Start of Material for this exercise

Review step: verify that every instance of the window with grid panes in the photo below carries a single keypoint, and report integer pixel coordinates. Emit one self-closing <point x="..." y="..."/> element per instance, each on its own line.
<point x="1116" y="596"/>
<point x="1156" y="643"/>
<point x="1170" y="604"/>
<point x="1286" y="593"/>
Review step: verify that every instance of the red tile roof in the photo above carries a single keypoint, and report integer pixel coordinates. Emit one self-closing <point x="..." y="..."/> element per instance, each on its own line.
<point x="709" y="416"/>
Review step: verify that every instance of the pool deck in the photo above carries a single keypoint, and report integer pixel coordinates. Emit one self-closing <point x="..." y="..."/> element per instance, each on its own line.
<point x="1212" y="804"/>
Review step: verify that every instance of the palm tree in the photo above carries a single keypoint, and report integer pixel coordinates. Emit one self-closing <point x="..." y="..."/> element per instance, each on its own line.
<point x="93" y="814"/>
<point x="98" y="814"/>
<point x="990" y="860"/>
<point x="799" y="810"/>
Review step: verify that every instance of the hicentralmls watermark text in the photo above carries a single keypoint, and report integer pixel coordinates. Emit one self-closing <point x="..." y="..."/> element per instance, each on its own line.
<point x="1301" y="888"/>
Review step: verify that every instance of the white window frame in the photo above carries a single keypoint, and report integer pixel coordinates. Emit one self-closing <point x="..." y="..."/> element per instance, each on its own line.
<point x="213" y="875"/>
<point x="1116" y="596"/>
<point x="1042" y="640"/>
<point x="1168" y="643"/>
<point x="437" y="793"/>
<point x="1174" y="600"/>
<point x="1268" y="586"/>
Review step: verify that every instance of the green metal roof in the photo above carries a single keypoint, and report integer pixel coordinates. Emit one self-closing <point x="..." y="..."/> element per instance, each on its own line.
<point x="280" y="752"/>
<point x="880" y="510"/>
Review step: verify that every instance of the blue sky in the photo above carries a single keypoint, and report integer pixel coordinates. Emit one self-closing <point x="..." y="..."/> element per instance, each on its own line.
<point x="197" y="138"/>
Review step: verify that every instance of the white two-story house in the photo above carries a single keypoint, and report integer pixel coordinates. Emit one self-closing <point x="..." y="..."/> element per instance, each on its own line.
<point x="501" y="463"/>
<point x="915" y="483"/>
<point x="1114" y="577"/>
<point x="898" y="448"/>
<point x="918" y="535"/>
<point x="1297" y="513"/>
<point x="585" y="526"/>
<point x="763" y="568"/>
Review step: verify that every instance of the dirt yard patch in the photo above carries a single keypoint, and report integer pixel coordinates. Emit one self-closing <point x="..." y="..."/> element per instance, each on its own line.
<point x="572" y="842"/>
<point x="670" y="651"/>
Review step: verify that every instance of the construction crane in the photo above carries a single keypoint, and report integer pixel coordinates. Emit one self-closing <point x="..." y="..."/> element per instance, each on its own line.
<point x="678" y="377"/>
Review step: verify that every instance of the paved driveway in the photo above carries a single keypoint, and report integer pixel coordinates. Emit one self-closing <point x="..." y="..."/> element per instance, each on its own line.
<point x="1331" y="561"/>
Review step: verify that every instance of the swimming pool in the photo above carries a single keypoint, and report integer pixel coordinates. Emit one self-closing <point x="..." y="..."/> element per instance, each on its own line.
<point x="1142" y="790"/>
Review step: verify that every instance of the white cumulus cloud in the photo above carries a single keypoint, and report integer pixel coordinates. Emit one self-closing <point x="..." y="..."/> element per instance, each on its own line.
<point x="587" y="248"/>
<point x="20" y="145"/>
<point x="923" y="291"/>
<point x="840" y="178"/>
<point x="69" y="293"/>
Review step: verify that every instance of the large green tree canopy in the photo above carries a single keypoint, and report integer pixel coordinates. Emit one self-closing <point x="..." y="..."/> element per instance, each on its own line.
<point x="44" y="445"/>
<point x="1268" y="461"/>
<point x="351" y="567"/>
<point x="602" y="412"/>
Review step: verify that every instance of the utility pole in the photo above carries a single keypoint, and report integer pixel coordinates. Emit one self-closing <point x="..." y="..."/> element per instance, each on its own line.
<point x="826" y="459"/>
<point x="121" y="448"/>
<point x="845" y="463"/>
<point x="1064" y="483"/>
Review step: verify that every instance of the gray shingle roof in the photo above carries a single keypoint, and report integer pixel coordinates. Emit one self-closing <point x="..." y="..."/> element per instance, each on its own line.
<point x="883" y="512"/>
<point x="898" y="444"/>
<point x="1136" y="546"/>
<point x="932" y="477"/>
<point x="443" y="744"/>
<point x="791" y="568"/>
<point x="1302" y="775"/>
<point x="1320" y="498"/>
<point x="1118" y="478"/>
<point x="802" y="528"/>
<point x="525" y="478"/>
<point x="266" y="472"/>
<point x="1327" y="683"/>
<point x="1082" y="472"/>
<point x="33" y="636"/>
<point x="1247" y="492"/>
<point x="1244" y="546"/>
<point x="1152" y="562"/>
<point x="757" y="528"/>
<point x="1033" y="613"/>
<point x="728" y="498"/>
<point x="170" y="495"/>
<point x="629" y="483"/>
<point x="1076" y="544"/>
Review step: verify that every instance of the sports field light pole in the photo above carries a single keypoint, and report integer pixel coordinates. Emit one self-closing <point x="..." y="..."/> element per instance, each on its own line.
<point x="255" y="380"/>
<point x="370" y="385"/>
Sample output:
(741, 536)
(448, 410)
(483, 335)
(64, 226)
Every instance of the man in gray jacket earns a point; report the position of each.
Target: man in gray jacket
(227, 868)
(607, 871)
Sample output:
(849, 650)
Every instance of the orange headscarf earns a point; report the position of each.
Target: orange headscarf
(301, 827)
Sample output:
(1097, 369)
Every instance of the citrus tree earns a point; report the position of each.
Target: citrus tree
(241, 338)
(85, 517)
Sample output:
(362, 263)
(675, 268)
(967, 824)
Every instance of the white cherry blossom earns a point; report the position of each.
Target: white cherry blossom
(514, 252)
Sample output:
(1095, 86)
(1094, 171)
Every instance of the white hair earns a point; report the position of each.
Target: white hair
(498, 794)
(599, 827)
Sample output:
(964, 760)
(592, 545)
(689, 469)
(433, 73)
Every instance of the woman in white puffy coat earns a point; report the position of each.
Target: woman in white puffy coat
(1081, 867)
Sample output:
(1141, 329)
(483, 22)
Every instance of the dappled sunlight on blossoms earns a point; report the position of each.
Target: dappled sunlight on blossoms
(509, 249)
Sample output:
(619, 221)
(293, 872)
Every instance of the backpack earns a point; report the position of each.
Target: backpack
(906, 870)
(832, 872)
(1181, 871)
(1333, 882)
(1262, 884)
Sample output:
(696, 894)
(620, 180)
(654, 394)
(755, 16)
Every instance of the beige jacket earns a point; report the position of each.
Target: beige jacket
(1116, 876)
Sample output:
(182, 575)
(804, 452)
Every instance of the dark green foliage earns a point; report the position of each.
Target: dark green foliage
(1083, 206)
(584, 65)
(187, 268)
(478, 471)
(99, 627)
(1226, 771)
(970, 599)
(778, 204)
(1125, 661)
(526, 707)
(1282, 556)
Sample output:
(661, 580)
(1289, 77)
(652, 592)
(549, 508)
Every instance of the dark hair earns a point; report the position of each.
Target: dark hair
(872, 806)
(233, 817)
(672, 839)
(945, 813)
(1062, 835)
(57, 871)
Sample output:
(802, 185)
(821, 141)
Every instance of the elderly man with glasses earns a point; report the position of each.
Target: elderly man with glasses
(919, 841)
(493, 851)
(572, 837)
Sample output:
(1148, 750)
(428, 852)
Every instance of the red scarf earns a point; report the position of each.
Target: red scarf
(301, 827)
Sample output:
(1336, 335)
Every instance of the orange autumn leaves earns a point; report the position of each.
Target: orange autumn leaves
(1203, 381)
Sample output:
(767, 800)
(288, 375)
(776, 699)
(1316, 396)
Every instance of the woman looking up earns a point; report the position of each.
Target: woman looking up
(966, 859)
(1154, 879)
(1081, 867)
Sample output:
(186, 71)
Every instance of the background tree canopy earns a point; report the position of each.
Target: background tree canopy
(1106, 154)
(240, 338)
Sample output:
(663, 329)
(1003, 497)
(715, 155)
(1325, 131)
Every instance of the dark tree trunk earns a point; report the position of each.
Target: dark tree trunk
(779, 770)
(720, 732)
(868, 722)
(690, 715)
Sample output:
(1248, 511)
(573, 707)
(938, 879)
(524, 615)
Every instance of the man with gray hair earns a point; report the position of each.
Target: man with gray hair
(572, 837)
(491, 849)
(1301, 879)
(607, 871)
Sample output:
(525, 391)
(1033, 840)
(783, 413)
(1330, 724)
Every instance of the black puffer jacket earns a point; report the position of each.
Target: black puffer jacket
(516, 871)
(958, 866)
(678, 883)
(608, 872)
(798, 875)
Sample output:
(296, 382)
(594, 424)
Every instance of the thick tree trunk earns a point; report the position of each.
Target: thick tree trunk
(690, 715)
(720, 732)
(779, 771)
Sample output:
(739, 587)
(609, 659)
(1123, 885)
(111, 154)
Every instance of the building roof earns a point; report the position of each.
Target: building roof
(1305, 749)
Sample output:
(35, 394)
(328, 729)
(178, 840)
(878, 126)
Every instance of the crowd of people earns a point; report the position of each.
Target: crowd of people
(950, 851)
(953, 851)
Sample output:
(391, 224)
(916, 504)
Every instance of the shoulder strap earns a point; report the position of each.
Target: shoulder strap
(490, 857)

End of Material for this exercise

Problem details
Can you repeat, word for word, every line above from the one containing "Target: white hair" down to the one containing "Every instance of the dark hair", including both?

Answer for this exercise
Target: white hair
(498, 794)
(599, 827)
Sample output:
(964, 760)
(592, 545)
(689, 469)
(433, 73)
Every instance of the woman in white puffy coat earns a point; report the position of each.
Target: woman in white puffy coat
(1081, 867)
Sample output:
(1141, 329)
(483, 22)
Every instance of the dappled sunlight on blossoms earns a point; report the position of each.
Target: dappled sunlight on blossoms
(509, 249)
Sample output:
(619, 221)
(293, 872)
Every instance of the backpack earns a point; report the position of each.
Target: backpack
(906, 870)
(832, 872)
(1181, 871)
(1333, 882)
(1262, 884)
Sample output:
(696, 894)
(620, 180)
(654, 394)
(755, 16)
Every instance of the beige jacket earns a point; report the position of each.
Target: beige jacket
(1116, 876)
Sample output:
(182, 575)
(804, 452)
Every instance of the dark green foliage earns a point; report the position of each.
Target: dark green foliage
(1083, 206)
(584, 65)
(187, 268)
(478, 471)
(99, 627)
(1226, 771)
(970, 599)
(778, 204)
(1125, 661)
(526, 707)
(1282, 556)
Sample output:
(661, 580)
(1289, 77)
(652, 592)
(549, 508)
Every instance of the dark hair earns a point; report the position of each.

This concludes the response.